(Location labeling rows)
= = =

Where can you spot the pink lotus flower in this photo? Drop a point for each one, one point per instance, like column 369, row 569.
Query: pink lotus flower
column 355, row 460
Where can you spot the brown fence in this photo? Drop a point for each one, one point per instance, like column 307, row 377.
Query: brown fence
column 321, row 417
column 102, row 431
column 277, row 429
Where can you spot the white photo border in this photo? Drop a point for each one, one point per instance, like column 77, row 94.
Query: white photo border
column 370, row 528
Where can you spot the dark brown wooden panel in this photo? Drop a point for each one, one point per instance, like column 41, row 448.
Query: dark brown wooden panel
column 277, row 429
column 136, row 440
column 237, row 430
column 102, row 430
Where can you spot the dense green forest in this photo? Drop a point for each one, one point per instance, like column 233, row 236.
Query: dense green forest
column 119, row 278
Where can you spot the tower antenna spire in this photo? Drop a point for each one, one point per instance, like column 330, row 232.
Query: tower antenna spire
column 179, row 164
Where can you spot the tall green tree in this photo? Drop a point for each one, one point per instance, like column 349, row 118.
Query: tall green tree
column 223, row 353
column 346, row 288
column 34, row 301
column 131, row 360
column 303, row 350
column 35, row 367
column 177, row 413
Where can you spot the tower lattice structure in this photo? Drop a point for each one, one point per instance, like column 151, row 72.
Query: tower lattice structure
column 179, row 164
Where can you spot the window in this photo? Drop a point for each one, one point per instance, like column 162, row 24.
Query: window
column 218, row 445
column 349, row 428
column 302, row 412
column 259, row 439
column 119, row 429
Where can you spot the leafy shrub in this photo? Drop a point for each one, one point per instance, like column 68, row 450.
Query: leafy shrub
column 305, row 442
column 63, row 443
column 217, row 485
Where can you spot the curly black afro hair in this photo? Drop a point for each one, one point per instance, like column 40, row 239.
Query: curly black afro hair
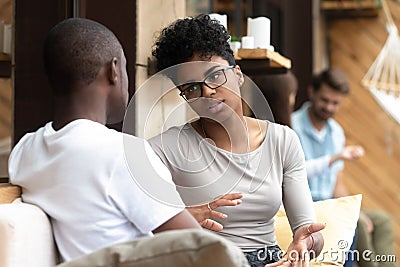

= = =

Format as a numbered list the lines from the one that contains "Where can you spot the leafy" through the end of the rows, skipping any blank lines. Leave the pictures out of your list.

1. Where can you spot the leafy shrub in this photo? Drop a point for each one, one point per instance, like column 68, row 450.
2. Query: leafy shrub
3. column 305, row 442
4. column 63, row 443
5. column 217, row 485
6. Where can you spot the curly black afro hair in this photo? Drop a point for each one, one point per instance, like column 40, row 239.
7. Query: curly black afro hair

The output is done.